** Opening Excerpted passage block **
Quitclaim Deed Form Requirements for Kentucky.
KRS 381.060 states that a written deed conveys all the grantor's interest in a property unless specific interests are reserved. KRS 382.030 and 382.040 discuss words that impart warranty protection to the grantee. Because quitclaim deeds contain no guarantees of title, be certain that the text of the document does not mention any type of warranty. KRS 382.110 details the requirement for every conveyance to include a reference to the transaction wherein the grantor gained ownership of the property. KRS 382.130 includes an obligation for the grantor's signature to be proved in front of a notary or other official authorized to administer oaths. KRS 382.135 and 382-335 add the need for the names and addresses of all grantors and grantees, a signed statement of consideration, and an address to receive future property tax bills. OAG 81-100 details the requirement for a complete legal description of the real estate. KRS 382.180 notes the necessity for a certified English translation to be submitted for recording along with any executed deed in another language. KRS 382.335 supplements the list of essential information with the need for the name, address, and signature of the individual who prepared the quitclaim deed and the parcel ID of the property.
** Closing Excerpted passage block **
** Opening Given data block **
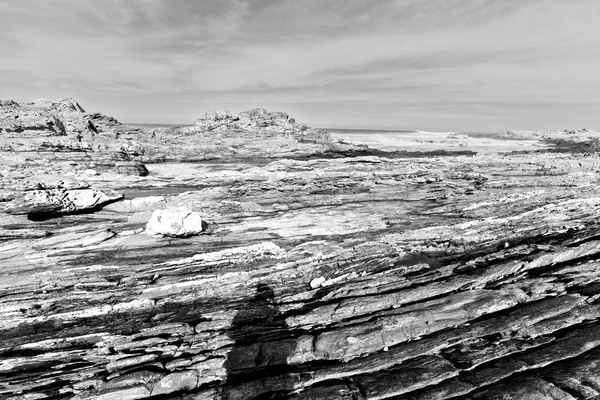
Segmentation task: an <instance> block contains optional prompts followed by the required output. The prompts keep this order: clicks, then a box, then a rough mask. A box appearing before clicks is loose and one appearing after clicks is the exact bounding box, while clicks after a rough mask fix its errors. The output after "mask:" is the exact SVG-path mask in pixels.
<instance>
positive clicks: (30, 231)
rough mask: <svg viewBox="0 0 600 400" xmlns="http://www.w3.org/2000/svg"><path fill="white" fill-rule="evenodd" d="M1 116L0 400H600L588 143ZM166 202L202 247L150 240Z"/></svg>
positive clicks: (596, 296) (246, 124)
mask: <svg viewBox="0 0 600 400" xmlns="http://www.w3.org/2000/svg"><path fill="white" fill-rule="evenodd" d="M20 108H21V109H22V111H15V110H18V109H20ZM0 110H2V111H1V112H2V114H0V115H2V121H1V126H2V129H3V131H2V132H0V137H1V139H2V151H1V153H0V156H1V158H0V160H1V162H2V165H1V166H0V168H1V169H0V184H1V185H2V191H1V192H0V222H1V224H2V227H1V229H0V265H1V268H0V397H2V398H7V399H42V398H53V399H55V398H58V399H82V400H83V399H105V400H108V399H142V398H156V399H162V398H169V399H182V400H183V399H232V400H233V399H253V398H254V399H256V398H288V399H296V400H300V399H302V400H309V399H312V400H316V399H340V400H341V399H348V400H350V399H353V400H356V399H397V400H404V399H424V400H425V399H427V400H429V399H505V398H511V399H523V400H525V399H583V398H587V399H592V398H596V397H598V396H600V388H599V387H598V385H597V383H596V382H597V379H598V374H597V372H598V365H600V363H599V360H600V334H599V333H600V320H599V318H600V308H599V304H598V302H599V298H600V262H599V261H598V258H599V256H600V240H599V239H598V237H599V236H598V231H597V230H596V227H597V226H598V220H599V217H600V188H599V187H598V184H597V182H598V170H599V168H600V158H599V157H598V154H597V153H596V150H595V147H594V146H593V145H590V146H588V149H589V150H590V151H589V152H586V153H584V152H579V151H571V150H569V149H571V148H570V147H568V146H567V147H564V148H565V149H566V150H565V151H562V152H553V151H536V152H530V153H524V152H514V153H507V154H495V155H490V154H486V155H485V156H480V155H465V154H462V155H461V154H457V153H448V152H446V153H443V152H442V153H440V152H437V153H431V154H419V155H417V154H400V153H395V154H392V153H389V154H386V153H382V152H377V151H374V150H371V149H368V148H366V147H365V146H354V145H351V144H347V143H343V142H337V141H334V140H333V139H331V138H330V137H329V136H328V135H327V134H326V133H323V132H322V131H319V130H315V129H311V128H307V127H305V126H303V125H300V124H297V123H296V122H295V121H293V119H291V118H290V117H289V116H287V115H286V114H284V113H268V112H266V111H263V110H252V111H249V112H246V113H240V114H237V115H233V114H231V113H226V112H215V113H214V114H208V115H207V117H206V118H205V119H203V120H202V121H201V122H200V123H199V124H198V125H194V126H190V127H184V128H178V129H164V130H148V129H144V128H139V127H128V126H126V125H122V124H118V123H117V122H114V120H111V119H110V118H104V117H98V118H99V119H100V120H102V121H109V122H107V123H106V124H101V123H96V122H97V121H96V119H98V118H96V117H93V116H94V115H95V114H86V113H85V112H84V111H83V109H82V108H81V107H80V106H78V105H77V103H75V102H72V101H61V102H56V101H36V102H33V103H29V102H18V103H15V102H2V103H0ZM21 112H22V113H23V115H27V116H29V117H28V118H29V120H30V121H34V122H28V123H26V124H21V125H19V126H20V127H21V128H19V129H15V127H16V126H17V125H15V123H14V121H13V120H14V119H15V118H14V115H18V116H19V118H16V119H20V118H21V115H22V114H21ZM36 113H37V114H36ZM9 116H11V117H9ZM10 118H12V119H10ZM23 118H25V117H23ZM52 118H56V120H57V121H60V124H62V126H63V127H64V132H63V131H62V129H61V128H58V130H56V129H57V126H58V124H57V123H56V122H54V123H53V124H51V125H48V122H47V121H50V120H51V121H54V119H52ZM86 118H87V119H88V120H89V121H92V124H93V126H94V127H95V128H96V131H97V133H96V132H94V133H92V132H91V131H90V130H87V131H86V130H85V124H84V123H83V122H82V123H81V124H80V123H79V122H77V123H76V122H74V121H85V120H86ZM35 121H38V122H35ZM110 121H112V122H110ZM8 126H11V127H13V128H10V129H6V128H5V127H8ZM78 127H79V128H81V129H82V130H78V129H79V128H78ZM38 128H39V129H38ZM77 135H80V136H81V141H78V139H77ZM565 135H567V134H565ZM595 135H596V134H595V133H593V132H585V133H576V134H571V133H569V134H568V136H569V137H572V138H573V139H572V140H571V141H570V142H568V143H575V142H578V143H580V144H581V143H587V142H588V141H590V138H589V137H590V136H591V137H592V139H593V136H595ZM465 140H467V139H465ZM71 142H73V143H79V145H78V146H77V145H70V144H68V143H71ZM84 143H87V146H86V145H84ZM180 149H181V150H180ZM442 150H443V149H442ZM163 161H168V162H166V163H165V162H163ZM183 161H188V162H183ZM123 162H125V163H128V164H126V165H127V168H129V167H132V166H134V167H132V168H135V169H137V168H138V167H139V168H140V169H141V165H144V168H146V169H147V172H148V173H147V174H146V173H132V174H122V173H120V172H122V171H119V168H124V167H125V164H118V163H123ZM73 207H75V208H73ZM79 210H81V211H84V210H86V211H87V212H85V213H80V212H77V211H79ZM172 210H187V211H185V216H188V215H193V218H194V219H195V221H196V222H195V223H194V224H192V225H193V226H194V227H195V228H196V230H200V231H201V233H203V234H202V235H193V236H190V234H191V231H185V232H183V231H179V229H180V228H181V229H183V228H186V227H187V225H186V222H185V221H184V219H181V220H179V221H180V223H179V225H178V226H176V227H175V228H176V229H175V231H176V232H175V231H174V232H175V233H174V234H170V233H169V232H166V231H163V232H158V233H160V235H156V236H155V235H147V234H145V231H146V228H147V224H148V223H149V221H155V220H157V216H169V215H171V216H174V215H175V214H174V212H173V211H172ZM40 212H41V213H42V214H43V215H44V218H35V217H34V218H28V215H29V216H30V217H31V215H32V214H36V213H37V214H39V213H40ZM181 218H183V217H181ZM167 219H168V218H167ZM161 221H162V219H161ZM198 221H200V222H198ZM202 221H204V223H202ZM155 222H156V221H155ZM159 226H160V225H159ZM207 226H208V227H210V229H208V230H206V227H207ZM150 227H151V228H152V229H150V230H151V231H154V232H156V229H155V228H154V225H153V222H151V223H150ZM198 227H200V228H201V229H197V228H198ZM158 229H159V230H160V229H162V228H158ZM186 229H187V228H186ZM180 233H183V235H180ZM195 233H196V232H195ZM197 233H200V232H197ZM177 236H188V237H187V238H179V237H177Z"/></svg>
** Closing Given data block **
Directions ::
Answer these questions from the passage on Kentucky quitclaim deed requirements:
(a) Which statute calls for a certified English translation to be submitted with a deed executed in another language?
(b) What does OAG 81-100 require?
(c) According to KRS 382.335, what must be included about the person who prepared the quitclaim deed?

Solved exercise ::
(a) KRS 382.180.
(b) A complete legal description of the real estate.
(c) The name, address, and signature of the individual who prepared it.